Task list:
(A) Shorten the paragraph beginning "The lines between what counts" in the text on college types, keeping its main facts.
(B) Copy the text on college types from "First, it is" through "requirements to graduate.", changing "blurred" to "hazy".

Coming into my senior year of high school, I had very vague ideas of these words that people use to classify universities: research institution, LAC, pre-professional, etc. And while the exact "type" of your school won't be the only deciding factor, it certainly will be a big one, so hopefully this post will clear up some confusion and help you decide if Dartmouth is right for you!

First, it is easy to say what Dartmouth is not: Dartmouth is not necessarily a pre-professional school that prepares you for a specific career / post-graduation plan through a specific course of study. 

The lines between what counts as a pre-professional university and what doesn't can sometimes be a bit blurred, but what may help you pick out schools with more of a career-leaning tendency is to look at their majors! Here, for example, we do not have majors such as communications, marketing, accounting, or even nutrition. We also don't have "majors" or set tracks for students who are pre-law, pre-pharmacy, pre-med, etc. Instead, it is up to the student to devise a course of study that can prepare them for their desired career while also meeting the requirements to graduate. 

At schools which prioritize the goal of a career as the outcome of your schooling, you will find the opposite: many majors are designed to facilitate learning for the sake of a specific outcome, and majors like philosophy or economics (as opposed to business) may be undersubscribed.

So if Dartmouth isn't a pre-professional school, what is it? First-and-foremost, Dartmouth prides itself on its liberal arts education. The term "liberal arts" comes from history and the Latin term liber meaning "free," but all you have to know with respect to your college search is that LACs typically serve an opposite function of pre-professional schools: their structure is built to provide general knowledge and critical thinking skills that, ideally, a student can then use and apply in any profession they pursue after graduating. Many of the Ivy League schools have a liberal arts bent, but you may also recognize the names of other LACs like Amherst College or Williams College.

Entries supplied:
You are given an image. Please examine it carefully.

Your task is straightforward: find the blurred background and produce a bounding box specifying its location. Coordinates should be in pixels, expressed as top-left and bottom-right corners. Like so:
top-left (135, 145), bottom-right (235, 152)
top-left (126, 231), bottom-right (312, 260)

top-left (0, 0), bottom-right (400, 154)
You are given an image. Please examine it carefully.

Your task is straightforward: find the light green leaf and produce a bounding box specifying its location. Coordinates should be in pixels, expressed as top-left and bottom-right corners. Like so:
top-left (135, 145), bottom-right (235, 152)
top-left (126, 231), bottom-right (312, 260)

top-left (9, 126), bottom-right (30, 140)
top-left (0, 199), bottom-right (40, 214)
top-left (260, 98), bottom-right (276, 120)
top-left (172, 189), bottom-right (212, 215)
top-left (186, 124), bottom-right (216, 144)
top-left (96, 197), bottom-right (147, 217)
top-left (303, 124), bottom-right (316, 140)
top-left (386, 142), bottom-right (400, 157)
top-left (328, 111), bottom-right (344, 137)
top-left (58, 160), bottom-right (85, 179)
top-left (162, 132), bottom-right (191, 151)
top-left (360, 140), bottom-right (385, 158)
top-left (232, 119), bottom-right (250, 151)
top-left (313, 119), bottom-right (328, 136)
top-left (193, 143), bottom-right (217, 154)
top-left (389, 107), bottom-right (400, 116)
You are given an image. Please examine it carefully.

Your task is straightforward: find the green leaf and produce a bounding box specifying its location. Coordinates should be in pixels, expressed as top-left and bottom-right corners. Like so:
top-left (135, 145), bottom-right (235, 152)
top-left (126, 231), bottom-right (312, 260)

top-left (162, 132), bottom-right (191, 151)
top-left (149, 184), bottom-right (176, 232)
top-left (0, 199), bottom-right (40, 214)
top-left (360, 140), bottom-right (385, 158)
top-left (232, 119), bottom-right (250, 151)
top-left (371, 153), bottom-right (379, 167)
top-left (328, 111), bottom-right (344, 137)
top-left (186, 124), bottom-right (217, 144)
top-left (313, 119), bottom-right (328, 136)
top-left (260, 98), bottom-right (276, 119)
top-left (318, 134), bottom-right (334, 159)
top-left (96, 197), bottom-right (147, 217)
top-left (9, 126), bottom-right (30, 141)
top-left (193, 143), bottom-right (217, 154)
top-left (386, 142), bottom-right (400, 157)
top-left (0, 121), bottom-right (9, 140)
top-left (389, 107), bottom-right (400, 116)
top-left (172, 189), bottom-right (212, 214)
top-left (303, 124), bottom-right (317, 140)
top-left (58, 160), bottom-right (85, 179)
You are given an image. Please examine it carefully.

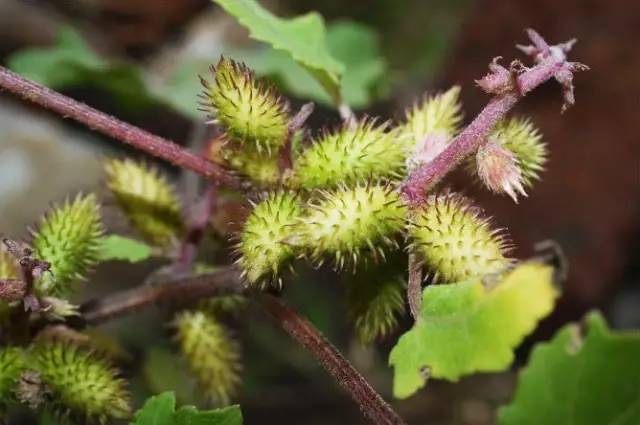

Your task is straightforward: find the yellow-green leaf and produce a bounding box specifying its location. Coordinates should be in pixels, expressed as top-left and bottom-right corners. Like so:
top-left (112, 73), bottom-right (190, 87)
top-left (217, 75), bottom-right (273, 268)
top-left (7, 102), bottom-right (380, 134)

top-left (389, 262), bottom-right (558, 398)
top-left (99, 235), bottom-right (153, 263)
top-left (498, 313), bottom-right (640, 425)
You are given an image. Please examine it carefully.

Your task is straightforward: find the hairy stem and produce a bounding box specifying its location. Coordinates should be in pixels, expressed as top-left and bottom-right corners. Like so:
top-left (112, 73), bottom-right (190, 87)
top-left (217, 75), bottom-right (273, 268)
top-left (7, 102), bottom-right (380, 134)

top-left (78, 267), bottom-right (243, 326)
top-left (0, 66), bottom-right (242, 188)
top-left (407, 251), bottom-right (422, 320)
top-left (402, 30), bottom-right (588, 206)
top-left (260, 295), bottom-right (404, 425)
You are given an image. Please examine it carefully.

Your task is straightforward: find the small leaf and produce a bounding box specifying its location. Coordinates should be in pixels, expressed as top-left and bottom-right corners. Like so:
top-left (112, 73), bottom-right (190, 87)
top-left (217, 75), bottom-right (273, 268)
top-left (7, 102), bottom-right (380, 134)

Answers to each task:
(A) The line between pre-professional schools and other schools can be blurry, but a school's majors are a useful clue. Dartmouth has no majors in communications, marketing, accounting, or nutrition. It also has no set tracks for pre-law, pre-pharmacy, or pre-med students. Instead, each student plans a course of study that prepares them for their desired career and meets the graduation requirements.

(B)
First, it is easy to say what Dartmouth is not: Dartmouth is not necessarily a pre-professional school that prepares you for a specific career / post-graduation plan through a specific course of study. 

The lines between what counts as a pre-professional university and what doesn't can sometimes be a bit hazy, but what may help you pick out schools with more of a career-leaning tendency is to look at their majors! Here, for example, we do not have majors such as communications, marketing, accounting, or even nutrition. We also don't have "majors" or set tracks for students who are pre-law, pre-pharmacy, pre-med, etc. Instead, it is up to the student to devise a course of study that can prepare them for their desired career while also meeting the requirements to graduate.